### Belge Bölümü:
--------------------------------

Şule Kirişci

Depremde barınma ihtiyacı

Şule Kirişci

İnsanın üç temel ihtiyacı barınma, giyinme ve beslenmedir.

Bunlardan barınma ve gıda ihtiyacının karşılanması depremde en önemli konuların başında gelmektedir. 6 Şubat Kahramanmaraş depreminde bu sorunun çözümüne yönelik devlet, STK ve halkın çabaları olsa da hali hazırda özellikle barınma sorunu çözülememiştir. Depremden etkilenen alanın büyüklüğü ve buna bağlı insan sayısının fazla olması mazeret olmamalıdır! 

Türkiye’nin AFAD tarafından hazırlanan afet müdahale planına göre, depremden mağdur olan insanlar, barınma konusunda ilk 15 gün çadırda, sonra konteyner kentlerde, sonrada konutlarda kalacak. Uygulama kısmen sağlandı. Depremin üzerinden geçen süre 40 günü aştı. Fakat henüz büyük çoğunluk çadırlarda hayatını sürdürmeye çalışıyor. Konteynerlerde kalan kişi sayısı henüz çok az.

Çadır ilk başta çözüm gibi görülse de, aslında çözüm değil. Belki keyfe keder bir ormanda kurduğunuz çadırda bir-iki gece kalınabilir. Fakat uzun süre bir çadırda yaşamanın zorluğu ortada.

--------------------------------

### Veri İçeriği:

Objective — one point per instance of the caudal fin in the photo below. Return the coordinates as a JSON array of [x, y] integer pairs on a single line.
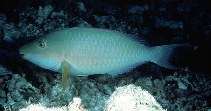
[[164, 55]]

--------------------------------

### Amaç:
Depremde barınma ihtiyacını ele alan yazıyı son cümlesinden itibaren sürdürün.

### Alıştırma Çıktısı:
Kahramanmaraş’ta toprak alana kurulan bir kısım çadırlar son yağan şiddetli yağmurda kullanılamaz hale gelmiştir. Diğer illerde de benzer durumlar yaşandığı muhakkak. Şunu artık görmeliyiz, afete müdahale planından çadır kısmı artık çıkarılmalı, yeni bir sisteme geçiş yapılmalıdır. Bu sistem insanı ihtiyaçlarınızı karşılayabileceğiniz-yemek pişirebilmek dahil- pratik, yağmura, yangına dayanıklı, kurulumu kolay olmalı. 

Yağışlar nedeniyle çadırların su içinde kalması gerçekten kabul edilebilir bir durum olmasa gerek. Üstelik içinde bulunduğumuz 2023 yılında teknolojinin her türlüsüyle iç içe olduğumuz bir dünya düzeninde…

Türkiye artık birçok alanda olduğu gibi inşaat teknolojisinde de bunun için gerekli teknolojik alt yapı ve mühendislik birimi noktasında çok iyi bir noktada. Sıkıntının başladığı yer, bu iyi şeylerin uygulamaya geçirmede ortaya koyduğumuz tutum ve davranışlardır.

Yüksek kiralar ve ev fiyatları ne olacak?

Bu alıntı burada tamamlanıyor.